Write what comes next in the text on centralized versus distributed organizations and architectures, picking up after its last sentence.

Page text below:

This document discusses central versus the distributed organisations and architectures.

Organisations and Architectures

There is a great similarity between the organisation of people and the architecture of systems with respect to issue centralisation versus distribution:  both are resources structured according to their responsibilities/­capabilities to reach the overall objectives.
An organisation is a particular structuring of people into departments and/or units characterised by the distribution of their responsibilities.  The architecture for a system means the structuring of components or units according to their functional capabilities.
A related aspect is specialisation (which will also be discussed).

The rest of this document considers the distribution of responsibilities/­capabilities for people/­systems into an organisation/­architecture as basically the same problem.


The two main ways to distribute responsibilities/­capabilities (i.e. to organise) are:

All units have basically the same responsibility/­capability;  the units basically operate autonomous, and consequently in parallel.  A unit is capable of handling all normal jobs (service requests).  Commonly, each such unit is responsible for everything in an area based on geography, language, requestor/customer, availability of resources, …
Examples:  general hospitals (covering an area), local manufacturing for local market, conventional telephone exchanges;  in computing:  a parallel architecture.
Each unit reflects a specialised responsibility/­capability ('expertise').  The overall job is split into tasks, and each task is assigned to the unit specialised in such tasks, commonly called a department.
Examples:  government (ministries), most companies (they may have local sales offices, but have only a single 'main' office and specific development and manufacturing departments);  in computing:  staged or a pipelined architecture with special units e.g. for floating point calculations, or for vector calculations.

End of Page text.
Entries provided below:

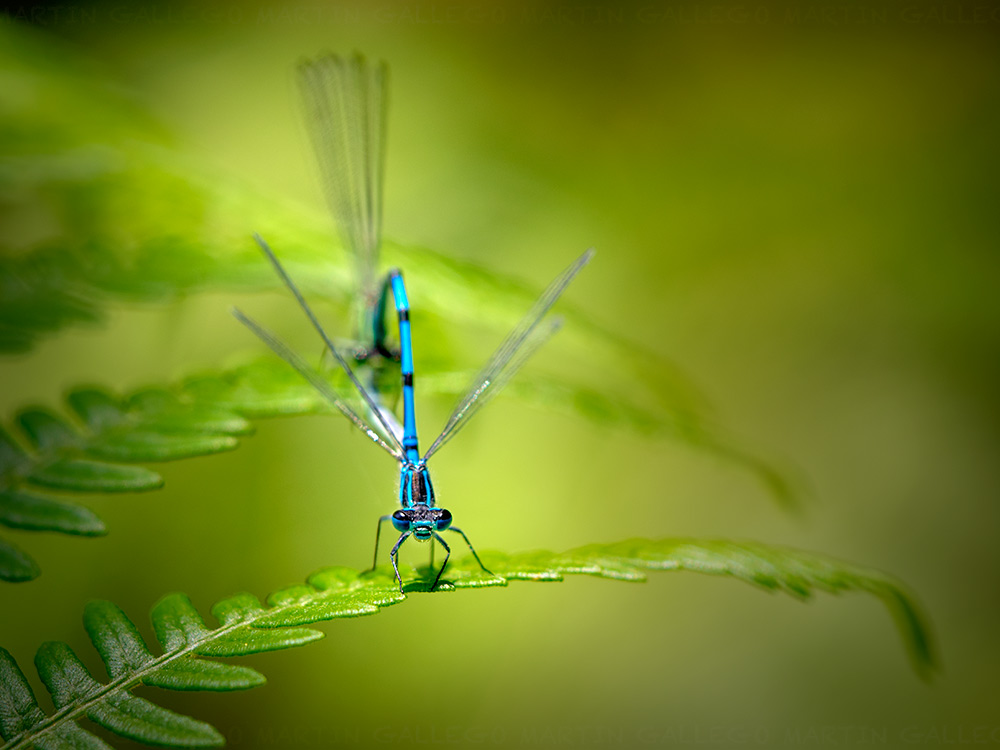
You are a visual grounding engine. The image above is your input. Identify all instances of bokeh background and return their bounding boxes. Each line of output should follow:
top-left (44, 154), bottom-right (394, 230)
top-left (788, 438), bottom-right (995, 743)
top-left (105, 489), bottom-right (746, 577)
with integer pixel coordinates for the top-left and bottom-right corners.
top-left (0, 0), bottom-right (1000, 748)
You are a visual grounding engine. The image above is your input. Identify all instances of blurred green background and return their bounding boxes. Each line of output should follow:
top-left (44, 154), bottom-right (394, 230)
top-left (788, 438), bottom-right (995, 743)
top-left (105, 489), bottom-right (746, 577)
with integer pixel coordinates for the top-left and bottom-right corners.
top-left (0, 0), bottom-right (1000, 747)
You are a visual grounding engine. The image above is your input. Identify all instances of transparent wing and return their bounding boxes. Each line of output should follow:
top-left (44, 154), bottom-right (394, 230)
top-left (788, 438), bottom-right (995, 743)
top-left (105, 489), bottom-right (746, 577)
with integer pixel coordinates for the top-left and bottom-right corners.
top-left (233, 308), bottom-right (403, 461)
top-left (299, 50), bottom-right (388, 300)
top-left (424, 249), bottom-right (594, 460)
top-left (250, 233), bottom-right (403, 458)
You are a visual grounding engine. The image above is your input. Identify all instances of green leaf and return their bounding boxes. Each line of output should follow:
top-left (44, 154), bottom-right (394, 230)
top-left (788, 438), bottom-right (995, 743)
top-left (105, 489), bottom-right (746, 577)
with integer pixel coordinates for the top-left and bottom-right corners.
top-left (0, 647), bottom-right (45, 739)
top-left (0, 539), bottom-right (937, 747)
top-left (0, 388), bottom-right (251, 582)
top-left (0, 539), bottom-right (42, 583)
top-left (28, 458), bottom-right (163, 492)
top-left (0, 491), bottom-right (107, 536)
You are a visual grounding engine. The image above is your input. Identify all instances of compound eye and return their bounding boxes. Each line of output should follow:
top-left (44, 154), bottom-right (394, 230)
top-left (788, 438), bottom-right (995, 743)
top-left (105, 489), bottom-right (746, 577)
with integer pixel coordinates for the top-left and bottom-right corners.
top-left (434, 508), bottom-right (451, 531)
top-left (392, 510), bottom-right (410, 531)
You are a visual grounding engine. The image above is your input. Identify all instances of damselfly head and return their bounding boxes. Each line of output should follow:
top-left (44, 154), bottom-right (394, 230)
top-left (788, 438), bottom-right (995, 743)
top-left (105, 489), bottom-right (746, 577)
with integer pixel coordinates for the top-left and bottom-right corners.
top-left (392, 505), bottom-right (451, 542)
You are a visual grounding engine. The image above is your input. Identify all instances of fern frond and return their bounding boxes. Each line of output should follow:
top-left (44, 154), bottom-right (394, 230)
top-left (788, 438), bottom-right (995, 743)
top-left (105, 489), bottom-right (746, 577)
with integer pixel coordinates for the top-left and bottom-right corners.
top-left (0, 539), bottom-right (937, 750)
top-left (0, 389), bottom-right (251, 582)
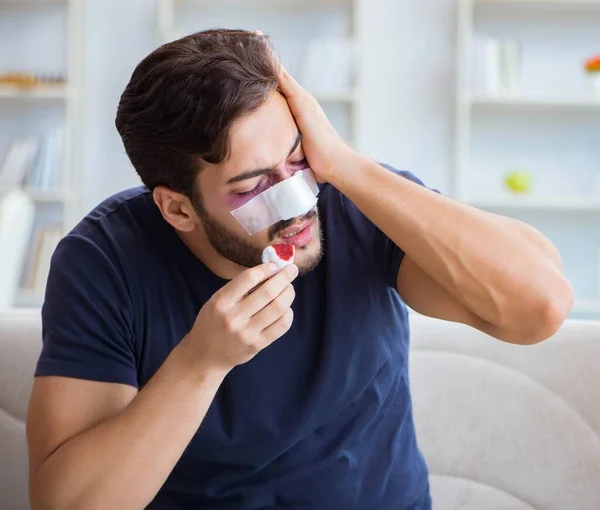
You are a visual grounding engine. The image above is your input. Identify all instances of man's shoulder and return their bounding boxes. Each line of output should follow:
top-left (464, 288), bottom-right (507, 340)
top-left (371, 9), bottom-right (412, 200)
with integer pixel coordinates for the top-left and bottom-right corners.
top-left (71, 186), bottom-right (153, 237)
top-left (54, 186), bottom-right (160, 270)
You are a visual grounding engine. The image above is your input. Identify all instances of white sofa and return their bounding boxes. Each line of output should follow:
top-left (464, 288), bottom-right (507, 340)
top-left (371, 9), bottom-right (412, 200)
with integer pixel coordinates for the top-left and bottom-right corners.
top-left (0, 311), bottom-right (600, 510)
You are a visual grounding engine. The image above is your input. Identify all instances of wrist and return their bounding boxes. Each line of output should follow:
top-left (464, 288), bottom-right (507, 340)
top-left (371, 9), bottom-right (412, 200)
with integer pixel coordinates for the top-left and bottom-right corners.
top-left (168, 335), bottom-right (233, 385)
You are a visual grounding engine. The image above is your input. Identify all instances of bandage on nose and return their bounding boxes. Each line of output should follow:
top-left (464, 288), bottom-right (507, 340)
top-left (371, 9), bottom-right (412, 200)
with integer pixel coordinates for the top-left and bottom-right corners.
top-left (231, 168), bottom-right (319, 235)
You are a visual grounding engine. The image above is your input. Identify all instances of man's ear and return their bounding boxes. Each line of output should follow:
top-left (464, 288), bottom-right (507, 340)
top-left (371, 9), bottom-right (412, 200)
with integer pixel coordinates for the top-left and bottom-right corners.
top-left (152, 186), bottom-right (198, 232)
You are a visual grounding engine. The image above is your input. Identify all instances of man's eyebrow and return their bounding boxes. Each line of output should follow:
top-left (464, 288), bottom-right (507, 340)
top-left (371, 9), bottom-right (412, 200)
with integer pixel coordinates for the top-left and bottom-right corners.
top-left (227, 133), bottom-right (302, 184)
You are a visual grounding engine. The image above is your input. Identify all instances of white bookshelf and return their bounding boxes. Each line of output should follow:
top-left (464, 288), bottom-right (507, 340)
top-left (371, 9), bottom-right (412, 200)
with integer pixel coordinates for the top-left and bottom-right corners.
top-left (0, 0), bottom-right (85, 307)
top-left (0, 86), bottom-right (69, 101)
top-left (448, 0), bottom-right (600, 318)
top-left (461, 94), bottom-right (600, 112)
top-left (156, 0), bottom-right (366, 148)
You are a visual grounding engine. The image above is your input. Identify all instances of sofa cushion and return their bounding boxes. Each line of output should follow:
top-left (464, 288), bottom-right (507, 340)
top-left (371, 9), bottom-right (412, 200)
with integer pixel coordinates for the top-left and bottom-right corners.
top-left (411, 316), bottom-right (600, 510)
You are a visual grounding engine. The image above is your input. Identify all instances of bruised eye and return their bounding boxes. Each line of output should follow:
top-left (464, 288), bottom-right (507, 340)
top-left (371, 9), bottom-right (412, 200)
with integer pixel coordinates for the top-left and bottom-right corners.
top-left (290, 158), bottom-right (308, 168)
top-left (235, 180), bottom-right (267, 197)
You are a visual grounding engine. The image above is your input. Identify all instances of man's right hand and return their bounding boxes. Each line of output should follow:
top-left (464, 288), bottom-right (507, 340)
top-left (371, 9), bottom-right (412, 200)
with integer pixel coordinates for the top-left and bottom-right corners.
top-left (182, 264), bottom-right (298, 373)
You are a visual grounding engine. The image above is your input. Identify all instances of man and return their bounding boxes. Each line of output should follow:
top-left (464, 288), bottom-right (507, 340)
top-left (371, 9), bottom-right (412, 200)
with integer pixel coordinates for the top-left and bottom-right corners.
top-left (28, 30), bottom-right (572, 510)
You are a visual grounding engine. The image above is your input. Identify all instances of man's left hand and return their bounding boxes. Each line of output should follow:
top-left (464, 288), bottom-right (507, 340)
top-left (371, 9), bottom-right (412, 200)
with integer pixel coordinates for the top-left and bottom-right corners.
top-left (279, 65), bottom-right (357, 184)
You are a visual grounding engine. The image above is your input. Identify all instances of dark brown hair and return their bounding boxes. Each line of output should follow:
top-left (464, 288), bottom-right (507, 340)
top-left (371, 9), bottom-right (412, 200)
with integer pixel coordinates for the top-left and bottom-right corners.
top-left (116, 29), bottom-right (277, 198)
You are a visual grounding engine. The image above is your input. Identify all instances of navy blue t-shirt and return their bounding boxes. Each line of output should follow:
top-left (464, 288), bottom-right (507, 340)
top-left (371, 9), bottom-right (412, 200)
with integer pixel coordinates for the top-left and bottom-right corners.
top-left (36, 165), bottom-right (431, 510)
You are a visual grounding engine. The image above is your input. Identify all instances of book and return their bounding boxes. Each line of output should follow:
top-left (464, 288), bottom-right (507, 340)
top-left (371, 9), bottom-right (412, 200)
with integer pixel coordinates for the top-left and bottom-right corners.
top-left (0, 137), bottom-right (39, 189)
top-left (298, 37), bottom-right (356, 94)
top-left (26, 126), bottom-right (64, 191)
top-left (22, 225), bottom-right (62, 296)
top-left (0, 189), bottom-right (35, 310)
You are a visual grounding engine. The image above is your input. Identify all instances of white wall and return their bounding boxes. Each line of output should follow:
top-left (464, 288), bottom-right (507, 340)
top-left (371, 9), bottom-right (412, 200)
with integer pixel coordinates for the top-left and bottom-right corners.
top-left (83, 0), bottom-right (158, 212)
top-left (362, 0), bottom-right (456, 190)
top-left (79, 0), bottom-right (455, 210)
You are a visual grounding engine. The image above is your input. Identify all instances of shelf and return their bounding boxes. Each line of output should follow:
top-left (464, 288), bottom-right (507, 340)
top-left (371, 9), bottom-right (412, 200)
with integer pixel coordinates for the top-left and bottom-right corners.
top-left (0, 188), bottom-right (72, 203)
top-left (472, 0), bottom-right (600, 9)
top-left (0, 0), bottom-right (69, 9)
top-left (170, 0), bottom-right (352, 9)
top-left (573, 298), bottom-right (600, 314)
top-left (313, 90), bottom-right (357, 103)
top-left (464, 95), bottom-right (600, 113)
top-left (465, 195), bottom-right (600, 212)
top-left (0, 85), bottom-right (67, 100)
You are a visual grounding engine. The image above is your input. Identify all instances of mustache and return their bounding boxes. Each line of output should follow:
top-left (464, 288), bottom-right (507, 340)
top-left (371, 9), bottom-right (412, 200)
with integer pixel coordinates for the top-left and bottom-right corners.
top-left (269, 207), bottom-right (317, 241)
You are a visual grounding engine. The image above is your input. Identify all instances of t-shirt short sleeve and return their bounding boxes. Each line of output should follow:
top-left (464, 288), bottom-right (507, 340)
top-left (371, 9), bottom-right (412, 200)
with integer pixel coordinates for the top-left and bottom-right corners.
top-left (36, 234), bottom-right (138, 387)
top-left (342, 164), bottom-right (438, 288)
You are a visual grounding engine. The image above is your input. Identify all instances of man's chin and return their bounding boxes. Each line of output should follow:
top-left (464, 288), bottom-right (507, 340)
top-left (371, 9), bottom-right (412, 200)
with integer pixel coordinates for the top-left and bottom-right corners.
top-left (294, 237), bottom-right (323, 276)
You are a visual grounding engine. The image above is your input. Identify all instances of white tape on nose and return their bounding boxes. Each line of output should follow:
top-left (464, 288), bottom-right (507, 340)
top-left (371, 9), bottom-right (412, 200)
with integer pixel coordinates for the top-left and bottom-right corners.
top-left (231, 168), bottom-right (319, 235)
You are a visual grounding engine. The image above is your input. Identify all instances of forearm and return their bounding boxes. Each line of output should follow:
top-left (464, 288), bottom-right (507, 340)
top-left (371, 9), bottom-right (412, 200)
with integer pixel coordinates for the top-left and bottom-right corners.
top-left (31, 343), bottom-right (225, 510)
top-left (333, 156), bottom-right (571, 334)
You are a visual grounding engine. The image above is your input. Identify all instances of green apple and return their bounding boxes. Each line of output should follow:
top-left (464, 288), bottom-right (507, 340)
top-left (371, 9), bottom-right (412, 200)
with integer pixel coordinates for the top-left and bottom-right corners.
top-left (505, 172), bottom-right (532, 193)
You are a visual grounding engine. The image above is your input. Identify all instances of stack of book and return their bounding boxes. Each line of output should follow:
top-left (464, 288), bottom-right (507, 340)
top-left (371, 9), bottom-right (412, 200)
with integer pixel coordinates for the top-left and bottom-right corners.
top-left (298, 37), bottom-right (357, 95)
top-left (21, 224), bottom-right (63, 296)
top-left (0, 124), bottom-right (63, 191)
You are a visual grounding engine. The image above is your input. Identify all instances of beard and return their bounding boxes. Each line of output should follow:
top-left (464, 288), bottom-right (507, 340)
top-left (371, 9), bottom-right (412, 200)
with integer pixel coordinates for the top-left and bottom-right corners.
top-left (193, 199), bottom-right (323, 276)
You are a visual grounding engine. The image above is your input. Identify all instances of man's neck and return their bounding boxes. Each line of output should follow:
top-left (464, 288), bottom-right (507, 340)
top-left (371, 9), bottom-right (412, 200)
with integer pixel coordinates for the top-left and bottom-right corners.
top-left (177, 229), bottom-right (246, 280)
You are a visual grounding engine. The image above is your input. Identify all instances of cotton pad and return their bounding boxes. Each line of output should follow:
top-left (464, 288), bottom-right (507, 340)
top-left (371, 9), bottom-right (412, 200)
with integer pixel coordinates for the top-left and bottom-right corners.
top-left (262, 244), bottom-right (296, 269)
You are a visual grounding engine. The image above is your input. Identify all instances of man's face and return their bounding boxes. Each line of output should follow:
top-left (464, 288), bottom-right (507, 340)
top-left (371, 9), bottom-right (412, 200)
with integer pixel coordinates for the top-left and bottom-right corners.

End of Entries provided.

● Output below:
Note that above describes two extremes for the purpose of discussion.  And here, uniform has the emphasis on qualitatively uniform, not quantitatively.  I.e. identical regarding structure/architecture and responsibility/capability, not necessarily in size.


A determining factor for the structure is the amount of interaction between units to complete a job.  The interaction is usually transport, either of information (communications, e.g. meetings, telephone calls, datacom) or material (parts, semi-products).  Functions which require a lot of interaction –apparently of unequal value, and thus specialised– must be co-located.
If the amount of interaction between units is considerable, co-location of the specialised units is favoured:  centralisation.  If uniform units can do most jobs autonomously, there is no need to be co-located;  on the contrary, there are multiple reasons to disperse the operations:  distribution.
Note that we are talking about interaction to complete a job, not the managerial interaction between a unit/department and the (central) headquarter like financial reporting and management directives.

This implies that the contrast uniform versus specialised is in practice also a distributed versus central contrast.  I.e. distinct organisational/­architectural solutions.  Further down we will also discuss a kind of mix.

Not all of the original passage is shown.